STUDY QUESTIONS –
A – Return the passage of the article on Mark Fleischman from "Fleischman bought Studio" to "and many more.", copied word for word.
B – According to the article on Mark Fleischman, when did he buy Studio 54?
C – Summarize the article on Mark Fleischman in two sentences.

PROVIDED TEXT –
--- START ---

Former Studio 54 Owner Mark Fleischman Dies By Assisted Suicide
Mark Fleischman, the former owner of the legendary celebrity hang-out Studio 54, has died by assisted suicide at a clinic in Switzerland. He was 82.
Last month, the businessman who was once at the center of New York City’s thriving nightlife announced that he planned to end his own life after living with an undiagnosed medical condition since 2016 that affected his ability to speak and left him in a wheelchair. Fleischman told the New York Post that he would use the Swiss nonprofit assisted suicide group Dignitas to end his life on July 13.
“I can’t walk, my speech is f***ed up and I can’t do anything for myself,” Fleischman told The Post. “My wife helps me get into bed and I can’t dress or put on my shoes. I am taking a gentle way out. It is the easiest way out for me.”
Fleischman bought Studio 54 in November 1980 after the club’s original owners, Steve Rubell and Ian Schrager, were charged and later convicted of tax evasion, obstruction of justice, and conspiracy. The venue would become a frequent hang-out for celebrities, with notable patrons including Woody Allen, Andy Warhol, David Bowie, Debbie Harry, Farrah Fawcett, Michael Jackson, Liza Minnelli, John Lennon, and many more.
The famous club has been the subject of several documentaries and books, with Fleischman himself chronicling his experience in Inside Studio 54. It was also featured in a 2018 documentary film directed by Matt Tyrnauer, which is currently available on Netflix. And it will next be seen as the focus of Ryan Murphy’s American Crime Story, whose fourth season will be set at the club during the 1970s.
Studio 54 closed its doors in 1986, and since November 1998, the site has served as a venue for productions of the Roundabout Theatre Company. In 2020, it expanded into a music imprint including a record label, Studio 54 Music, and a radio station on Sirius XM, Studio 54 Radio.

--- END ---

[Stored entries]
--- START ---

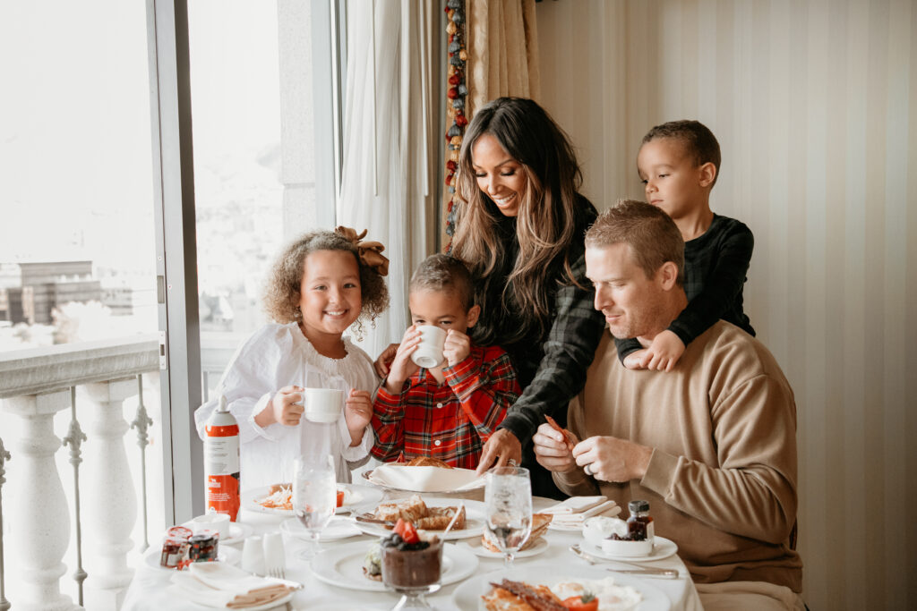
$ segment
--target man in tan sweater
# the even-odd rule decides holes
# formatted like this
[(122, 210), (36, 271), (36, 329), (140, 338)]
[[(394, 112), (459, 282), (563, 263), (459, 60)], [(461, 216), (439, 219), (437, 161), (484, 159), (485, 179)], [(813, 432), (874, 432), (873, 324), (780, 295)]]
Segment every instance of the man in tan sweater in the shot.
[[(595, 307), (618, 338), (644, 346), (687, 305), (684, 243), (658, 208), (620, 202), (586, 235)], [(547, 424), (538, 462), (569, 495), (649, 501), (706, 609), (802, 608), (796, 526), (796, 406), (767, 348), (720, 321), (671, 372), (630, 370), (611, 334), (570, 403), (572, 452)]]

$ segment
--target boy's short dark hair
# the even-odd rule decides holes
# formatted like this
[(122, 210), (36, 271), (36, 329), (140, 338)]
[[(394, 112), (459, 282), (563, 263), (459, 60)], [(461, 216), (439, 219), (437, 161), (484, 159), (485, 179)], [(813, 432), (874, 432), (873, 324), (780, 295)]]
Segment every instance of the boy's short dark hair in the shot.
[(408, 287), (411, 292), (414, 290), (451, 290), (461, 301), (465, 311), (474, 305), (474, 287), (471, 285), (471, 274), (465, 264), (448, 255), (431, 255), (420, 264), (411, 277)]
[(713, 163), (716, 168), (713, 187), (720, 178), (720, 143), (716, 141), (713, 132), (700, 121), (669, 121), (657, 125), (643, 136), (643, 143), (657, 138), (672, 138), (680, 141), (688, 154), (694, 158), (694, 166)]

--- END ---

SOLUTIONS TO EACH TASK –
A –
Fleischman bought Studio 54 in November 1980 after the club’s original owners, Steve Rubell and Ian Schrager, were charged and later convicted of tax evasion, obstruction of justice, and conspiracy. The venue would become a frequent hang-out for celebrities, with notable patrons including Woody Allen, Andy Warhol, David Bowie, Debbie Harry, Farrah Fawcett, Michael Jackson, Liza Minnelli, John Lennon, and many more.

B – In November 1980.

C – Mark Fleischman, who bought Studio 54 in 1980 after its original owners were convicted of tax evasion and other charges, has died by assisted suicide at a clinic in Switzerland at 82, having lived since 2016 with an undiagnosed condition that affected his speech and left him in a wheelchair. The club, once a frequent hang-out for celebrities, closed in 1986, has been the subject of documentaries and books, and its site has hosted Roundabout Theatre Company productions since 1998.